━━━ PROVIDED RECORDS

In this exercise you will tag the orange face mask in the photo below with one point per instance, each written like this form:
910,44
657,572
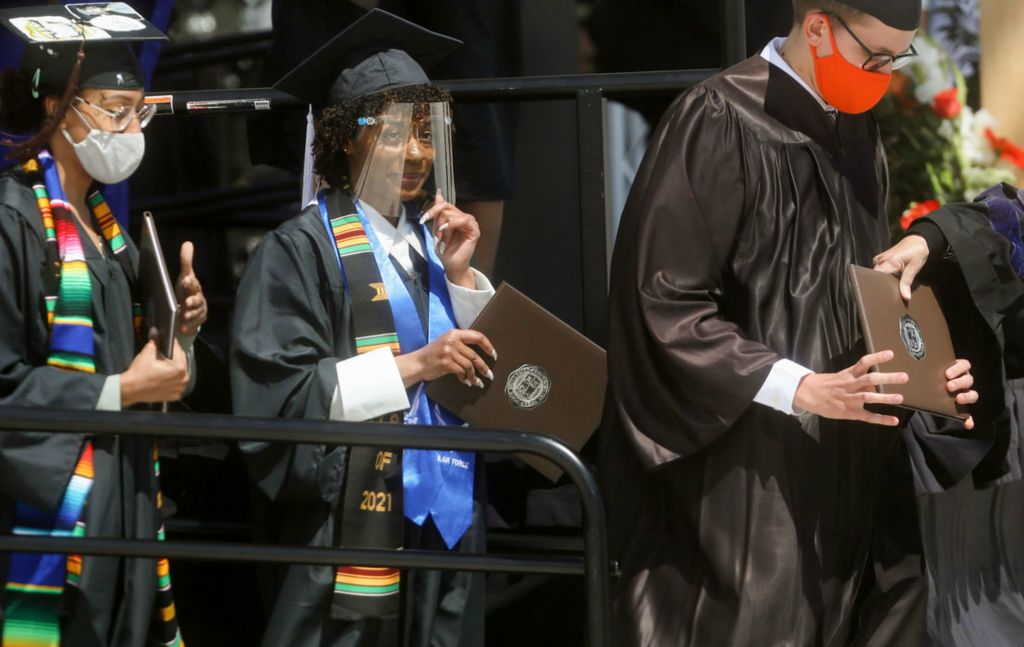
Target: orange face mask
845,86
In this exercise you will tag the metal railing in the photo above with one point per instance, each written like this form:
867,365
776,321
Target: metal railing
593,565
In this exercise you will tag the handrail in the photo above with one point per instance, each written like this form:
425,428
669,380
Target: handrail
595,562
612,85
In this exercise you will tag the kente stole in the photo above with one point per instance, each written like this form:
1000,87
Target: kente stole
36,583
378,492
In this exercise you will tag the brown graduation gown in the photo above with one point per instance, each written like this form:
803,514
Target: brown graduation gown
732,523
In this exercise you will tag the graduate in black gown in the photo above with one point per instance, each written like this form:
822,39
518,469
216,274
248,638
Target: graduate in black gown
68,340
752,498
972,512
343,313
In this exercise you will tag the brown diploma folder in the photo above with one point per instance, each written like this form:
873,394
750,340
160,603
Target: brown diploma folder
548,377
161,309
918,335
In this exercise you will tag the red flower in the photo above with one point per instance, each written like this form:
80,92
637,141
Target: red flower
946,103
1006,149
918,210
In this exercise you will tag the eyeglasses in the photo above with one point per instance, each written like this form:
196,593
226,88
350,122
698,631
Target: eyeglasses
122,118
877,60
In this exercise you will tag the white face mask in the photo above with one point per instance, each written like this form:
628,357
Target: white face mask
109,157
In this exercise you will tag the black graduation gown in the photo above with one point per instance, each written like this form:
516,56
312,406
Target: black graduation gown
973,531
292,326
732,523
116,599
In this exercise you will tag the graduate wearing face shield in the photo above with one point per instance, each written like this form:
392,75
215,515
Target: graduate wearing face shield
345,312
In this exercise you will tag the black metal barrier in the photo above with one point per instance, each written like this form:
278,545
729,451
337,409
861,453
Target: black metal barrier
593,565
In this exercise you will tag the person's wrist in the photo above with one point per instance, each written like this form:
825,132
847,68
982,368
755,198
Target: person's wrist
411,368
802,396
127,389
462,276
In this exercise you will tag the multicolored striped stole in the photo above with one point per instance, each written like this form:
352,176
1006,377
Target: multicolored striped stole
371,514
36,581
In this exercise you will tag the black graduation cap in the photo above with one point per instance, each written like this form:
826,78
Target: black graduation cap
900,14
377,52
54,34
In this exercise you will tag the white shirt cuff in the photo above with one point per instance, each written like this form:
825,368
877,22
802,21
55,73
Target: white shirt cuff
466,303
369,386
110,395
780,386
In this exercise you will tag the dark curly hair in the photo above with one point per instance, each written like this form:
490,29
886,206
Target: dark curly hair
802,7
23,114
336,125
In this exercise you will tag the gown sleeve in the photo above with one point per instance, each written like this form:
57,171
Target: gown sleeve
34,467
677,235
283,363
981,296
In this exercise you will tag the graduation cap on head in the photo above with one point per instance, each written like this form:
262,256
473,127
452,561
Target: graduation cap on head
54,34
900,14
377,52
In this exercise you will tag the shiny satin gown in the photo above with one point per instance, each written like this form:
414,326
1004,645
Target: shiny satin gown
732,523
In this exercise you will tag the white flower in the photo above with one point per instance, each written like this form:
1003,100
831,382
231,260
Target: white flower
929,71
976,146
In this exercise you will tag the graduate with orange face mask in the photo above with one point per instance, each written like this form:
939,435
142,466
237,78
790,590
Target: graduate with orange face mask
756,494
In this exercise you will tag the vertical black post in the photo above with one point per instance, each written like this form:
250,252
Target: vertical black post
733,20
593,217
596,563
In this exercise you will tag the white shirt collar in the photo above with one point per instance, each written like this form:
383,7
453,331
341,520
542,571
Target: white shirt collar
773,54
396,241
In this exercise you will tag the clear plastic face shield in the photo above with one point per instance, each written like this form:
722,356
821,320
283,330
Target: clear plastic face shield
403,155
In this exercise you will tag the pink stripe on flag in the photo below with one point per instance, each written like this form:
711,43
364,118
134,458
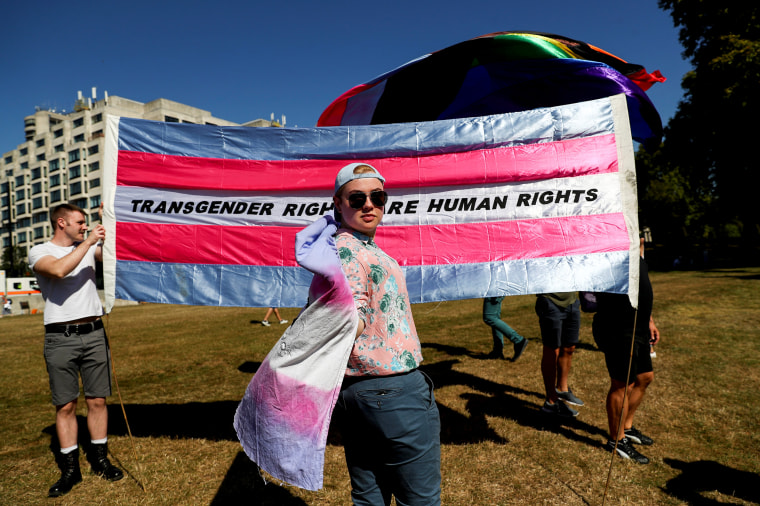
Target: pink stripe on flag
487,166
416,245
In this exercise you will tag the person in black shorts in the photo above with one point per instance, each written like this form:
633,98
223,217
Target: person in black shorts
613,328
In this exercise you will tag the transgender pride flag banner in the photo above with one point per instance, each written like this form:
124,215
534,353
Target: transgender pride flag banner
520,203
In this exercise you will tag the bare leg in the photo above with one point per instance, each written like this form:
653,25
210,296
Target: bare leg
97,417
66,424
563,367
636,395
549,372
615,406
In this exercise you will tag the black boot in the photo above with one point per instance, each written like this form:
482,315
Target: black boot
98,457
70,474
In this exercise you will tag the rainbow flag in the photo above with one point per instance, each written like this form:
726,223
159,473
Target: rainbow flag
528,202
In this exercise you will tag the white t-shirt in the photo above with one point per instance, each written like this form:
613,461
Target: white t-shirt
74,297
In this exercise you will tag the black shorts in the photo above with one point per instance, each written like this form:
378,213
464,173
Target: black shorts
617,353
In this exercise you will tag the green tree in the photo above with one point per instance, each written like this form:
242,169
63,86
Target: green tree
709,145
14,262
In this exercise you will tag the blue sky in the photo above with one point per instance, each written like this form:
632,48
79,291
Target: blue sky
243,60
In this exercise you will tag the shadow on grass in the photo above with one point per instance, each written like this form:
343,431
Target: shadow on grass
708,476
243,485
499,400
460,351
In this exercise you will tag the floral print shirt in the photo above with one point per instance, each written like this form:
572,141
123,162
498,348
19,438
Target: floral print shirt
389,343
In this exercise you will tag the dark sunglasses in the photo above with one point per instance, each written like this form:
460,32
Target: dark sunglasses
377,197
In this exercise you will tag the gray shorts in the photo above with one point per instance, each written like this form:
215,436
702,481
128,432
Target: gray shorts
560,326
66,357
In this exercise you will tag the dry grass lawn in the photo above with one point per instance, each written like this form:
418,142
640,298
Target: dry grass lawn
181,371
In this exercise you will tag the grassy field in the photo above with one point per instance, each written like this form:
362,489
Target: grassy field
181,371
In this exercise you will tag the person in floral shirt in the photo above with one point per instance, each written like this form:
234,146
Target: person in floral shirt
390,423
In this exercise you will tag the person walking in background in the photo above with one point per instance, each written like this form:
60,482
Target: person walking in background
265,321
500,329
559,317
75,341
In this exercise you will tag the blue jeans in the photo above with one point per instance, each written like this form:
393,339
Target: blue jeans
499,329
391,434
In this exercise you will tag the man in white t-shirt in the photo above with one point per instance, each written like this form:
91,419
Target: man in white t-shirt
75,341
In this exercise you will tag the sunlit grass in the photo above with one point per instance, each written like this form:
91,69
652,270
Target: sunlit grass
181,371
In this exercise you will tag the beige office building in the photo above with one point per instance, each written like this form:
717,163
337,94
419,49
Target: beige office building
61,160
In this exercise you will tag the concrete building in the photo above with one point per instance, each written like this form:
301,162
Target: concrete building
61,160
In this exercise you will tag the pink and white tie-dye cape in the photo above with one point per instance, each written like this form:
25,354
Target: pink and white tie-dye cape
283,419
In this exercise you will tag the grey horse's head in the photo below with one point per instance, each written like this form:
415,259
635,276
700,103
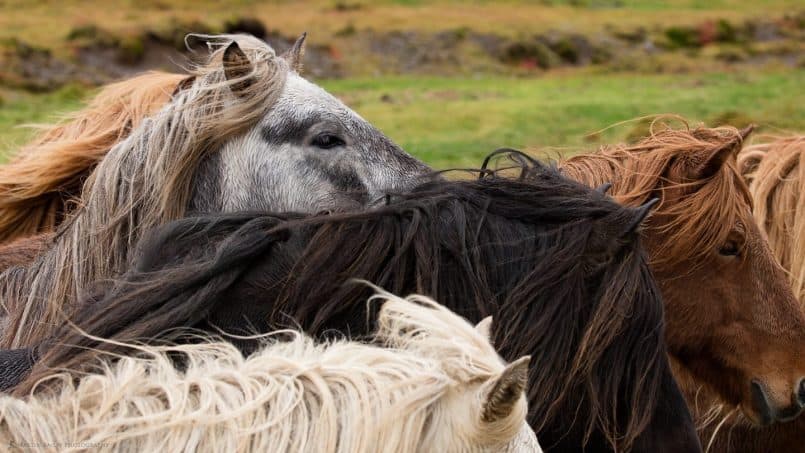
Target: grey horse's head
309,153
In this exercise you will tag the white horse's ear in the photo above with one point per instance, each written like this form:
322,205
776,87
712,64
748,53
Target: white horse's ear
237,68
295,54
505,391
485,328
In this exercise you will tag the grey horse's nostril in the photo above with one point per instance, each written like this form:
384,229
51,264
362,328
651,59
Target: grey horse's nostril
801,393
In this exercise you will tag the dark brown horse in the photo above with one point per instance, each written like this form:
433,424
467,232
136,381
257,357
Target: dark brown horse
559,267
734,327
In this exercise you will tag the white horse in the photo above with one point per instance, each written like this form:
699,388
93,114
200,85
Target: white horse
430,382
246,133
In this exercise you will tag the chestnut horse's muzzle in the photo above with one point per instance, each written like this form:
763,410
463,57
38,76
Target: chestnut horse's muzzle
769,414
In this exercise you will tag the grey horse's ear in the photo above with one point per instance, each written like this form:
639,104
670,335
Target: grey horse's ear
505,391
296,53
237,68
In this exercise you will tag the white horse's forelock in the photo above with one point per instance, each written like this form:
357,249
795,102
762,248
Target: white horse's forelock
419,389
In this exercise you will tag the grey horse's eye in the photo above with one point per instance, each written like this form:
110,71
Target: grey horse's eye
327,140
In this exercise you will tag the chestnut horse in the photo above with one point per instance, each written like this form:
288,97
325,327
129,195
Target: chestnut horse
735,329
775,175
559,266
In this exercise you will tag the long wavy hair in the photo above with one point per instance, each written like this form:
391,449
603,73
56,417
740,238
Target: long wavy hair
40,184
144,181
559,267
775,172
427,382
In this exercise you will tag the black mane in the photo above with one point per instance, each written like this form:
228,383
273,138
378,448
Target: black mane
558,266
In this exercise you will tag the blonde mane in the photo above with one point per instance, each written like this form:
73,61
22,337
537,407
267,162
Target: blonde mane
775,172
692,225
418,390
142,182
44,175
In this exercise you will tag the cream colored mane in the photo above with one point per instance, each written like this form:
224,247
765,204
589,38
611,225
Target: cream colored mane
142,182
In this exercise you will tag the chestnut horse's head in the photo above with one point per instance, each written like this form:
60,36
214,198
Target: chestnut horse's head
733,323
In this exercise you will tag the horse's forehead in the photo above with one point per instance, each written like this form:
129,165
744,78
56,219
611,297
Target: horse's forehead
301,99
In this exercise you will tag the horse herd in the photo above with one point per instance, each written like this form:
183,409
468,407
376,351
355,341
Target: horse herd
179,268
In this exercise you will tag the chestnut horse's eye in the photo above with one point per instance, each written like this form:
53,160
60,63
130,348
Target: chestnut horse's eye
730,248
327,141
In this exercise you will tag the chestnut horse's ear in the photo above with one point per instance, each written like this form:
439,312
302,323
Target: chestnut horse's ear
716,158
505,391
295,54
237,68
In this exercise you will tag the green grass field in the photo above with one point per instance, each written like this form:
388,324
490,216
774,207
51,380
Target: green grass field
454,122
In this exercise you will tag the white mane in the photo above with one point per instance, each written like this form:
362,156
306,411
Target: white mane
143,182
422,390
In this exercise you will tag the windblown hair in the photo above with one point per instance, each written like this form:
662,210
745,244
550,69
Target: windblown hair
142,182
559,267
420,387
775,172
693,225
38,185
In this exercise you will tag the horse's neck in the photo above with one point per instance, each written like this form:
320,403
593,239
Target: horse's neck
593,169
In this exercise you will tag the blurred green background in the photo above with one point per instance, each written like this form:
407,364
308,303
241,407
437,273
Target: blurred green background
448,80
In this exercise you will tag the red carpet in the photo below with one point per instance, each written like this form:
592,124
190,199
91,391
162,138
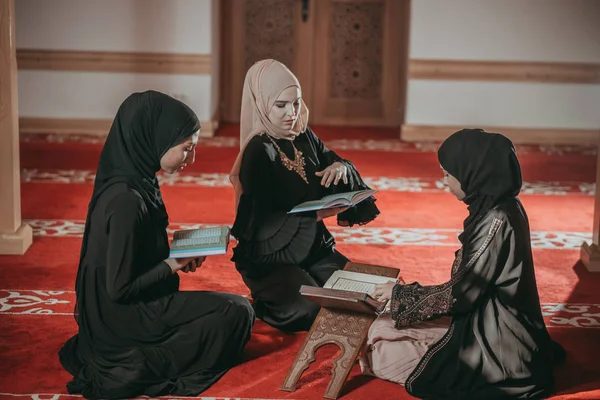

━━━━━━

▸ **REQUIREMENTS**
Find each line in the records that contains the word "folder", where case counts, and copy those lines.

▸ **RESULT BELOW**
In this exercise you will tag the brown diploma folder in the photo above with one point per instance, each written like this form:
Target: brown diploma folder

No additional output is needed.